### Passage to read:

# HEY GUYS LITTLE VID



## jackburton (Nov 25, 2003)

http://www.putfile.com/media.php?n=the-love-of-emily_0001

i hope every one likes it and i hope ive done it right..
i said i would get vid so here you go

plz comment


----------



## bmpower007 (Feb 11, 2005)

Thats a cool video kinda risky







also what kind of piranha is that Gold diamond?


----------



## killerbee (Aug 18, 2004)

badass, just be careful man. Its not worth losing a chunk of flesh for a video posted here.


----------



## Pyri (May 26, 2005)

Looks great! Watch your fingers


----------



## Ries (Mar 20, 2004)

thats cool!!!


----------



## dutchfrompredator (Sep 26, 2004)

that so rocks.







screw your fingers. you have ten for christ's sake!


----------



## BigChuckP (Feb 9, 2004)

Sweet vid and even sweeter looking serra!


----------



## Joga Bonito (Oct 30, 2004)

nice vid man


----------



## timmy (Mar 29, 2004)

Nice, vid. I started doing that with my caribe!


----------



## ITsPennywise (May 26, 2005)

Awesome video man.









Just watch out...because even I could barely tell the difference between that meat you were dangilin' and your fingers.


----------



## Dexter (Feb 27, 2005)

Verry cool. But you take a risk.


----------



## PuffPiff (May 23, 2005)

nice vid but watch those digits


----------



## Fomoris (Mar 13, 2005)

Very nice quality vid... And very nice spilo too


----------



## jackburton (Nov 25, 2003)

thanks for all the great comments i love this fish so much golds spilos r amazing

anyone ealse do this or have footage of it or is it rare to see 
?


----------



## lightning2004 (Jun 25, 2005)

nice fish man..


----------



## pyrokingbrand (Nov 30, 2004)

excellent vid dude! what were you feeding?


----------



## mashunter18 (Jan 2, 2004)

Looks great buddy..............


----------

### Listed records:
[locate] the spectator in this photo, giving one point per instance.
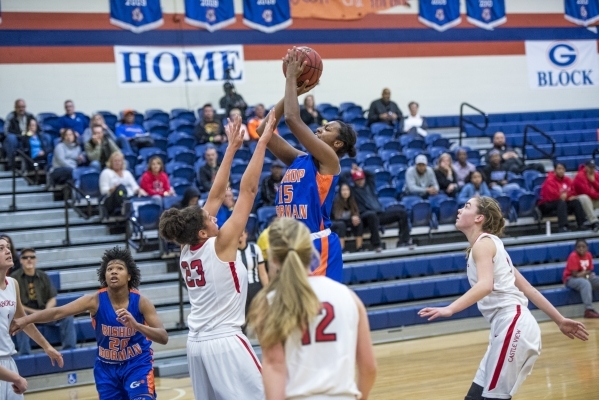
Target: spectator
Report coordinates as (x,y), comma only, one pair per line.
(462,167)
(209,129)
(117,184)
(251,256)
(420,179)
(270,185)
(16,125)
(38,293)
(154,181)
(384,110)
(579,276)
(446,177)
(345,214)
(99,148)
(557,195)
(476,187)
(67,157)
(414,123)
(232,99)
(372,213)
(129,134)
(71,119)
(309,114)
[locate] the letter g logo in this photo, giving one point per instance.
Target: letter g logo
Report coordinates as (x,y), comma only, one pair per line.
(562,55)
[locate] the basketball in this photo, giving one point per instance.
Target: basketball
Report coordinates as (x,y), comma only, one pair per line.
(313,68)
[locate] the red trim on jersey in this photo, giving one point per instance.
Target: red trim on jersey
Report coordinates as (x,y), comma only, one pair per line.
(247,347)
(502,355)
(235,278)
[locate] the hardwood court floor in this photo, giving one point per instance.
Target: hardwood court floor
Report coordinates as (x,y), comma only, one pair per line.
(442,368)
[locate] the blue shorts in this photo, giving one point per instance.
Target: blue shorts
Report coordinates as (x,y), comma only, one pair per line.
(331,261)
(131,380)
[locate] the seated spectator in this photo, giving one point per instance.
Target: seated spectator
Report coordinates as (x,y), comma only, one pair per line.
(67,157)
(209,129)
(420,179)
(270,185)
(557,195)
(446,177)
(496,175)
(345,214)
(579,276)
(131,135)
(309,114)
(118,184)
(71,119)
(476,186)
(414,123)
(232,99)
(99,148)
(154,181)
(372,213)
(15,125)
(38,293)
(462,167)
(384,110)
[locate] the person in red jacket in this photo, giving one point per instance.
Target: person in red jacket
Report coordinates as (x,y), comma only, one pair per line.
(155,181)
(557,195)
(579,276)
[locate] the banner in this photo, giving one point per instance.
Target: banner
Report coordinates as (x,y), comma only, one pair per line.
(267,15)
(562,64)
(486,14)
(136,15)
(439,14)
(211,15)
(170,66)
(582,12)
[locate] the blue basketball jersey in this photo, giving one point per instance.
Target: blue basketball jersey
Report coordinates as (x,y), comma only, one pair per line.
(209,14)
(136,15)
(116,342)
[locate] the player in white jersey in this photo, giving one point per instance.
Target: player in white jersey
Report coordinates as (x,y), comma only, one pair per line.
(12,385)
(222,364)
(502,294)
(317,360)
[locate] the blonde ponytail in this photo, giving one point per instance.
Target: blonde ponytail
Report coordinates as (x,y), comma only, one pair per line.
(294,303)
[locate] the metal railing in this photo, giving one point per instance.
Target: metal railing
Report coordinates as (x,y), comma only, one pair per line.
(464,120)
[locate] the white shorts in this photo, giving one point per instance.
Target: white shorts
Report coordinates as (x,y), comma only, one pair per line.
(514,346)
(6,392)
(224,369)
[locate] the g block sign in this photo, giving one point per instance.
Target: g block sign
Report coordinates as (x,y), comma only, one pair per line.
(562,64)
(173,66)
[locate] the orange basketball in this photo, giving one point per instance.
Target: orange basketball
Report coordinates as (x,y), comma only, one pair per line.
(313,68)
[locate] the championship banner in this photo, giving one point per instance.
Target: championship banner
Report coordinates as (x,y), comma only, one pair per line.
(486,14)
(139,67)
(211,15)
(562,64)
(267,16)
(440,14)
(582,12)
(136,15)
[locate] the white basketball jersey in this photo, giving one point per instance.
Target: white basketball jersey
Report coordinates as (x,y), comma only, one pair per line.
(8,307)
(217,292)
(323,360)
(505,293)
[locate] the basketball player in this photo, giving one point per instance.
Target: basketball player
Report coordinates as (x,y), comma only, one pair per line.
(125,322)
(222,364)
(307,190)
(12,385)
(502,295)
(316,361)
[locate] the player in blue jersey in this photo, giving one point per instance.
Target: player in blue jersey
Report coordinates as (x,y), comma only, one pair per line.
(307,190)
(125,322)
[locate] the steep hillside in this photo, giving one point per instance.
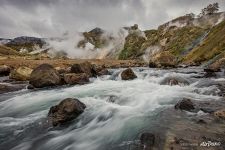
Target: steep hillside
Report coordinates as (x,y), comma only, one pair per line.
(212,46)
(4,50)
(24,43)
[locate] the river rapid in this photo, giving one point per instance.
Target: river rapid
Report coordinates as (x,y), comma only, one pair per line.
(117,111)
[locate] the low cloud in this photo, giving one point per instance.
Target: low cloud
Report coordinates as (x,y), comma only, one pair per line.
(52,18)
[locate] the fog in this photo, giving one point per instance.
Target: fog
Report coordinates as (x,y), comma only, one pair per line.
(53,18)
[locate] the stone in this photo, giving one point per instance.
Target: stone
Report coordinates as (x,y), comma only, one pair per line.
(21,74)
(44,76)
(185,104)
(72,78)
(67,110)
(128,74)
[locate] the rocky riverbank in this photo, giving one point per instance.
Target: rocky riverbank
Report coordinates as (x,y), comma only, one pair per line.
(139,107)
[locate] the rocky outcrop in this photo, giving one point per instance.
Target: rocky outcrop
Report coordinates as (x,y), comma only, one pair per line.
(210,72)
(4,70)
(220,114)
(65,111)
(72,78)
(26,43)
(163,60)
(147,140)
(85,67)
(185,104)
(174,81)
(44,75)
(5,88)
(128,74)
(21,73)
(100,70)
(62,70)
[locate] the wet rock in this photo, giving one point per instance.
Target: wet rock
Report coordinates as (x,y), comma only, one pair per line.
(112,99)
(220,114)
(210,73)
(5,88)
(164,60)
(201,121)
(100,70)
(73,78)
(65,111)
(4,70)
(147,140)
(30,86)
(85,67)
(152,64)
(207,110)
(62,70)
(21,74)
(185,104)
(44,76)
(128,74)
(174,81)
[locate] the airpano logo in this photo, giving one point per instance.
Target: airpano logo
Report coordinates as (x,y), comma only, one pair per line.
(210,144)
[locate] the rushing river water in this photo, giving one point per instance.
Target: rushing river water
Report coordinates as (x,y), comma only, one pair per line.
(117,111)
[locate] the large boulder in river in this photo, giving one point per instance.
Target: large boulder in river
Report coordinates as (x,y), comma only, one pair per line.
(65,111)
(4,70)
(100,70)
(147,140)
(174,81)
(44,75)
(128,74)
(22,73)
(6,87)
(220,114)
(73,78)
(163,60)
(85,67)
(185,104)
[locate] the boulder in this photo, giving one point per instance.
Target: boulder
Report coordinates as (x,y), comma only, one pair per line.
(62,70)
(100,70)
(152,64)
(128,74)
(185,104)
(85,67)
(209,72)
(21,74)
(73,78)
(163,60)
(174,81)
(4,70)
(147,140)
(220,114)
(65,111)
(44,75)
(5,88)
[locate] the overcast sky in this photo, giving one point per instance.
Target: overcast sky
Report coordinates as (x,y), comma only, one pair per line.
(49,18)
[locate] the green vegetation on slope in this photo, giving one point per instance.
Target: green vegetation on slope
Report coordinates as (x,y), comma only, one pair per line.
(132,47)
(175,40)
(4,50)
(213,45)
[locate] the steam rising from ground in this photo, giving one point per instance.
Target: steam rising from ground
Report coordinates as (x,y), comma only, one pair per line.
(68,45)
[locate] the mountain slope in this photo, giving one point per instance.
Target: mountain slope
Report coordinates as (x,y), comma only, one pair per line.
(212,46)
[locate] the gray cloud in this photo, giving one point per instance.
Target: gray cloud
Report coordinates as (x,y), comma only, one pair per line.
(46,18)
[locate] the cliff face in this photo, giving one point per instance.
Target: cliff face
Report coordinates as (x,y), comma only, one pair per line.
(191,40)
(187,39)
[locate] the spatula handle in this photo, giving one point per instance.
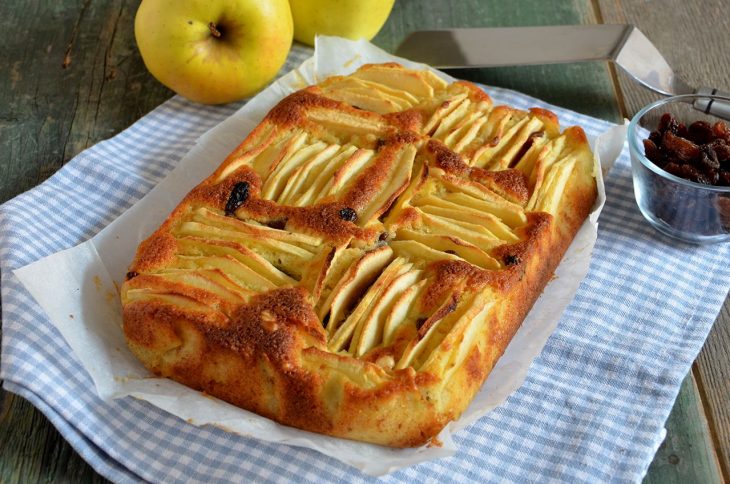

### Your instructions:
In the piranha video thread, with what fish does timmy say he started doing the same thing? Rely only on the piranha video thread, not on the records.

### Answer to the problem:
His caribe.